Objetivo declarado 1
Reproduza sem nenhuma alteração as linhas das entradas, desde a que contém "--target man wearing sunglasses" até a que contém "Provide the mask of each instance of the man wearing", com as duas incluídas.

Texto fornecido
Por que a Linha 7-Rubi sofre com tantos deslizamentos de terra? Veja como isso pode impactar o Trem Intercidades

Ramal da CPTM conta com pelo menos 46 pontos de erosão, sendo mais da metade em estado severo. Concessionária TIC Trens assumirá operação no final do ano
Relevo complexo é desafio para o Trem Intercidades (Jean Carlos)
Relevo complexo é desafio para o Trem Intercidades (Jean Carlos)

A Linha 7-Rubi passou por uma situação preocupante no início de fevereiro após um deslizamento de terra interditar as vias na região do Túnel do Botujuru e danificar fortemente um dos trens que passavam pelo local.

Este evento, apesar de causar espanto, não é algo raro e, acredite, já estava mapeado há pelo menos um ano e meio antes do acidente ter ocorrido.

Com a implantação do Trem Intercidades, a futura concessionária TIC Trens terá que enfrentar um dos maiores dilemas da Linha 7-Rubi, a complexidade e instabilidade geológica dos terrenos que cercam a ferrovia.

O assunto é denso, sendo necessário explicar passo a passo o que são as áreas de risco da Linha 7-Rubi, o motivo das ocorrências de deslizamento e como será possível evitar novas tragédias ambientais.

Trem da Série 9500 na estação Francisco Morato (Jean Carlos/SP Sobre Trilhos)

Sobre os pontos mapeados

Em março de 2023, a CPTM juntamente com a MRS, operadora de carga, e a JGP, licenciadora ambiental, fizeram o mapeamento de passivos ambientais da Linha 7-Rubi.

Um passivo ambiental é uma ocorrência de inadequação às normas ambientais que geraram ou poderão gerar danos às áreas afetadas. As empresas responsáveis pelo empreendimento têm a obrigação de sanar os passivos evitando problemas futuros.

Passivo Ambiental (CPTM)
Passivo Ambiental (CPTM)

O trecho entre Barra Funda e Campinas possui ao todo 71 passivos ambientais. Destas ocorrências, 46 são relativas a processos de erosão, ou seja, desgaste do solo superficial.

Destas, 29 podem oferecer perigo, ou seja, podem evoluir e causar danos à ferrovia. Dentre elas, duas se destacam, as ocorrências 21 e 22.

Passivo Ambiental no túnel do Botujuru (CPTM)
Passivo Ambiental no túnel do Botujuru (CPTM)

Objetivo declarado 2
Segundo o texto sobre a Linha 7-Rubi, quantos passivos ambientais existem ao todo no trecho entre Barra Funda e Campinas?

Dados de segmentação
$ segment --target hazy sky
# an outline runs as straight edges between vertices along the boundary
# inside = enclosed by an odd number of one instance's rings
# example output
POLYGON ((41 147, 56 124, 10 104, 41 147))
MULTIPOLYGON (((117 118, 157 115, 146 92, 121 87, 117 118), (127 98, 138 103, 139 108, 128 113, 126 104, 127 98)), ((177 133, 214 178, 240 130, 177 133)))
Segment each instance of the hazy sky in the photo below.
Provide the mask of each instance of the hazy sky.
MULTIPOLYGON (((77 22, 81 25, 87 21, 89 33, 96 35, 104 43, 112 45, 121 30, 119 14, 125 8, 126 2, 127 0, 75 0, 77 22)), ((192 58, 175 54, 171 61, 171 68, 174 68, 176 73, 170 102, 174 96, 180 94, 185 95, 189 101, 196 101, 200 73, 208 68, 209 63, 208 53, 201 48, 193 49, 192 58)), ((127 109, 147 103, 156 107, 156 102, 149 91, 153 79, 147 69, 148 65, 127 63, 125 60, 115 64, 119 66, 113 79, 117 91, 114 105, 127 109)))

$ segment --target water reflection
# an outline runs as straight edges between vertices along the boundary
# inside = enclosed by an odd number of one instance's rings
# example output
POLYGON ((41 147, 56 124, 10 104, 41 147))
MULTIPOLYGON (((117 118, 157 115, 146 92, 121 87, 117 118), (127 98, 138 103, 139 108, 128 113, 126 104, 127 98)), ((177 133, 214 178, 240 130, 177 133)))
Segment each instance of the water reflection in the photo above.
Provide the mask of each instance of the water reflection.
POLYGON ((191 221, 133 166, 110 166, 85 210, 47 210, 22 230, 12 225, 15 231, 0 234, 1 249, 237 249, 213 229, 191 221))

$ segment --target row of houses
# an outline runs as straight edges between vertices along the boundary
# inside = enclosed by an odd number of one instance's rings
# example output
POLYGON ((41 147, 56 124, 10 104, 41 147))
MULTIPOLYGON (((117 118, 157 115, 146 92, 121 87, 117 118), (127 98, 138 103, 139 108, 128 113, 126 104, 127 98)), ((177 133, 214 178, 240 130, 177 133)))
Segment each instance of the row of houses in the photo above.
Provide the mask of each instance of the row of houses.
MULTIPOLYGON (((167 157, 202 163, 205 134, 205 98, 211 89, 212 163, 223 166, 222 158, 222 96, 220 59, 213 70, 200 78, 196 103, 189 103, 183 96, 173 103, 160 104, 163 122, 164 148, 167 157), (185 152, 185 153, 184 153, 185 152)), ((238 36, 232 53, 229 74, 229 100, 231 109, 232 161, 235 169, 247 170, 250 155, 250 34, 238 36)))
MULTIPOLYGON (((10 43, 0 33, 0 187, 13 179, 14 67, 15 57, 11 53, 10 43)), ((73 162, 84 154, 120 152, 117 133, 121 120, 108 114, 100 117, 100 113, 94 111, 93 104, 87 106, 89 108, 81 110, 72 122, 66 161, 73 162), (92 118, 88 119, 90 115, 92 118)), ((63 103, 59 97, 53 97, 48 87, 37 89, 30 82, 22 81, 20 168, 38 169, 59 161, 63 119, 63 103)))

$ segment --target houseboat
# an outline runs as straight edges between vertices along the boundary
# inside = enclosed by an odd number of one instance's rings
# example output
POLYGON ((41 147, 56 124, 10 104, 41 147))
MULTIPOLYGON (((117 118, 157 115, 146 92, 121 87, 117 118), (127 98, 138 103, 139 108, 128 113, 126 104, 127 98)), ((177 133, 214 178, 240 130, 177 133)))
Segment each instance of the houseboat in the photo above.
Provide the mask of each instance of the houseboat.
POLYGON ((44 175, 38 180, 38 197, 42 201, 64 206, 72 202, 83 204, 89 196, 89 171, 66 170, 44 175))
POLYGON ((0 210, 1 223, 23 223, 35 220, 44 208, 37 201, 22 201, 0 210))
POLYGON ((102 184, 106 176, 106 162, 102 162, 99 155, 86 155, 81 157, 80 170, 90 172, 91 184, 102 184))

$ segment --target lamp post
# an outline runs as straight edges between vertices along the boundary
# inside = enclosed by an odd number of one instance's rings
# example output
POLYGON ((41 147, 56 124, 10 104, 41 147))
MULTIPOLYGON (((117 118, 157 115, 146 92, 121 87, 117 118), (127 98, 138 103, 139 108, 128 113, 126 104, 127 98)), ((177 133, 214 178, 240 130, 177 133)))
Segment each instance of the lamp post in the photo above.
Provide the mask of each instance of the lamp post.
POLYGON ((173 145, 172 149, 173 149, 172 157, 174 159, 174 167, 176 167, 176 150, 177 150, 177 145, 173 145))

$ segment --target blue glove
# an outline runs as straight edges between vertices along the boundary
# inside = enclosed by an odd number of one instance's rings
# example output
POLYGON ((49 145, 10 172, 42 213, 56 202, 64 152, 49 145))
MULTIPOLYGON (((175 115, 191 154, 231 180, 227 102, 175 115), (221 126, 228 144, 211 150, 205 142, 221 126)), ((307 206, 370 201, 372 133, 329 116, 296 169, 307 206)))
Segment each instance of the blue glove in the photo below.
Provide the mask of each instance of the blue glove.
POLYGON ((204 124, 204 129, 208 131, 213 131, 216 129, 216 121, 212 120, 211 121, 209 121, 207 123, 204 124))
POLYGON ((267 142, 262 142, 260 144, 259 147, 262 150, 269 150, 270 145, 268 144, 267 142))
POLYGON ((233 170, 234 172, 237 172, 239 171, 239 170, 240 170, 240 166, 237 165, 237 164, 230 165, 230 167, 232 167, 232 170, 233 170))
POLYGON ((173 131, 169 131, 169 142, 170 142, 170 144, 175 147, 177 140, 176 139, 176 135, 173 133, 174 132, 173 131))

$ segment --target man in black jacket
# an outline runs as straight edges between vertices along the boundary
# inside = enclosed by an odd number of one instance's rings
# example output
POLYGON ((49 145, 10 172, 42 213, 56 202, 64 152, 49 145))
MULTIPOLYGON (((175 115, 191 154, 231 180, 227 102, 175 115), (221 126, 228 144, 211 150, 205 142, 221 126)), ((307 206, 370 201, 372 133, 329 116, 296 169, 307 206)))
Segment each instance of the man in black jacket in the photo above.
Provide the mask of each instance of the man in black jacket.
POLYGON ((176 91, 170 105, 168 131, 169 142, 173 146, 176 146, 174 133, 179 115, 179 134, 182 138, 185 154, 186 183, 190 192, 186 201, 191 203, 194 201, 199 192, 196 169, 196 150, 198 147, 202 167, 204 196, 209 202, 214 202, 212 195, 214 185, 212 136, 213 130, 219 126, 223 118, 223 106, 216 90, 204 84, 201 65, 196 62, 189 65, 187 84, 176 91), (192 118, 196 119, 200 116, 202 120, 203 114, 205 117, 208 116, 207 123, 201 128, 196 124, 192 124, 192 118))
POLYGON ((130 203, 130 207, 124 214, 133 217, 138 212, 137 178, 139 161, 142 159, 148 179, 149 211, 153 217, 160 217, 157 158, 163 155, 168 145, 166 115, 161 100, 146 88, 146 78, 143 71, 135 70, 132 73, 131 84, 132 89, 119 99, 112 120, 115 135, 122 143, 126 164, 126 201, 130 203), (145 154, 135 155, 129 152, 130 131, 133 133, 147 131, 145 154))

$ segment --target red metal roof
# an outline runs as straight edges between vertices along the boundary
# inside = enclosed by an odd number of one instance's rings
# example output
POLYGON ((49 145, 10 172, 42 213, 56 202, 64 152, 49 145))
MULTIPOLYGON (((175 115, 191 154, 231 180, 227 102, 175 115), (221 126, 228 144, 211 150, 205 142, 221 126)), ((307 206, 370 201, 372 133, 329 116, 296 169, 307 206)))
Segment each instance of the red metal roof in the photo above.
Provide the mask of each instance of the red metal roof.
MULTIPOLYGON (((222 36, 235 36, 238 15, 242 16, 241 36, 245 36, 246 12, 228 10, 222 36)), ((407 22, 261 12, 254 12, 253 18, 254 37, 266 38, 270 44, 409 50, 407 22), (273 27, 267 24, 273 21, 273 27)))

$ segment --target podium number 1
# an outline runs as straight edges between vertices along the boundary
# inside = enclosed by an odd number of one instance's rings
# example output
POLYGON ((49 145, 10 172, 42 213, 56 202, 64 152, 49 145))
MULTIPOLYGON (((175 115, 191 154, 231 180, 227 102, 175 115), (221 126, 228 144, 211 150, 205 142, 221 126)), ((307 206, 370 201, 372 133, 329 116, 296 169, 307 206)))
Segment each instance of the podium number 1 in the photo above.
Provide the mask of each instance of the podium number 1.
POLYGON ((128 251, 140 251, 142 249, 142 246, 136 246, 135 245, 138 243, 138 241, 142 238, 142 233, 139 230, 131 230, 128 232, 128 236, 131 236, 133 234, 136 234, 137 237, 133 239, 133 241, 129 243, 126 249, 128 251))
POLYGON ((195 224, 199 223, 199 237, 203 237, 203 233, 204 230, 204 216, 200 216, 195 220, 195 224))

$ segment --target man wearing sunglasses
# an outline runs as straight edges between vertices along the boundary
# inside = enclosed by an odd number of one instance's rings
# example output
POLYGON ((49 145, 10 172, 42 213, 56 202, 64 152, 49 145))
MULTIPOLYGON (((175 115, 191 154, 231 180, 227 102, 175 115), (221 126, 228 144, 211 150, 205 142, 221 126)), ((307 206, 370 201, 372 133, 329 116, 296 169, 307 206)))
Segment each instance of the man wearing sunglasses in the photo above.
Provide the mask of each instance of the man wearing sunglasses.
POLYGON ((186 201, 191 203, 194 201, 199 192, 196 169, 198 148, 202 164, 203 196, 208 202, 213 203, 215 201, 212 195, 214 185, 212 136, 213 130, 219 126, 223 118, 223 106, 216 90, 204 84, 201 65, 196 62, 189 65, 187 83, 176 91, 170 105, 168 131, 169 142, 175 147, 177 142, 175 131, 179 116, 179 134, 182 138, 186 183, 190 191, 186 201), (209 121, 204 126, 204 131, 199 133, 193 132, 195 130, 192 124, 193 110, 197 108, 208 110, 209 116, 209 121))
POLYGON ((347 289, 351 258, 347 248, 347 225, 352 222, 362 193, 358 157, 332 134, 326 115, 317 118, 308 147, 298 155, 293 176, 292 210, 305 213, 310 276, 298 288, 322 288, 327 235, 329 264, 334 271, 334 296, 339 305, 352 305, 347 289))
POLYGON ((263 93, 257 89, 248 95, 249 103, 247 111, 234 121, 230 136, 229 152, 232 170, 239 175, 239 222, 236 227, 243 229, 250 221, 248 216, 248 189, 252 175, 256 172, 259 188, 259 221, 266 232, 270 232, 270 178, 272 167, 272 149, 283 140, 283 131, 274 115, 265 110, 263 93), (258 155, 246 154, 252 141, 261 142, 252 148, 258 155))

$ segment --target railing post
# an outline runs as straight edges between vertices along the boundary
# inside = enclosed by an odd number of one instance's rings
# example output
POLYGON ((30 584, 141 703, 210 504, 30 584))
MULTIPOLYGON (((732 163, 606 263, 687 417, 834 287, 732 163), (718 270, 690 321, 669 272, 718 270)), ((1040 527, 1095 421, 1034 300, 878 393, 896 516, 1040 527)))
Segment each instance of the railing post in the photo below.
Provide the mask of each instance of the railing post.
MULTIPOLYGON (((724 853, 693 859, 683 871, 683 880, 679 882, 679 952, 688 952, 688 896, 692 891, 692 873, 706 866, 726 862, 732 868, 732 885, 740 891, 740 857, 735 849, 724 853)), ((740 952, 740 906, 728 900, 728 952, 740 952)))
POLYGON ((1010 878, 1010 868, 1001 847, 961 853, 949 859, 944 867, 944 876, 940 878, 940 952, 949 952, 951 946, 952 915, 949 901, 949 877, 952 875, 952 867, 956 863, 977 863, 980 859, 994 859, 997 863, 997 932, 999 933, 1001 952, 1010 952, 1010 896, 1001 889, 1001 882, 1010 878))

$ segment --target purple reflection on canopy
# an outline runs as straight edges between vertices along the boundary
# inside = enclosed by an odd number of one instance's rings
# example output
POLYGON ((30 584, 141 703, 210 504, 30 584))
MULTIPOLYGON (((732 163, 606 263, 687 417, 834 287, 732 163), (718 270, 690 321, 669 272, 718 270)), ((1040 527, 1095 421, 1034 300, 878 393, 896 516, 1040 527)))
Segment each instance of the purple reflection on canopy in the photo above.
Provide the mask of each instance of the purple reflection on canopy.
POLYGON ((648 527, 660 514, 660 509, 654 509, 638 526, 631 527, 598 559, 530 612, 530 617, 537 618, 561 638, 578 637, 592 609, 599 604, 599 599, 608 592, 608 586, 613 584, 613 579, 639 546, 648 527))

Resposta 1
$ segment --target man wearing sunglasses
# an outline runs as straight edges between vertices along the boundary
# inside = enclosed by an odd number of one instance's rings
# example output
POLYGON ((49 145, 10 172, 42 213, 56 202, 64 152, 49 145))
MULTIPOLYGON (((175 115, 191 154, 231 180, 227 102, 175 115), (221 126, 228 144, 211 150, 205 142, 221 126)), ((307 206, 370 201, 372 133, 329 116, 296 169, 307 206)))
Segment each instance of the man wearing sunglasses in the photo above.
Provide the mask of each instance of the man wearing sunglasses.

Resposta 2
71 passivos ambientais.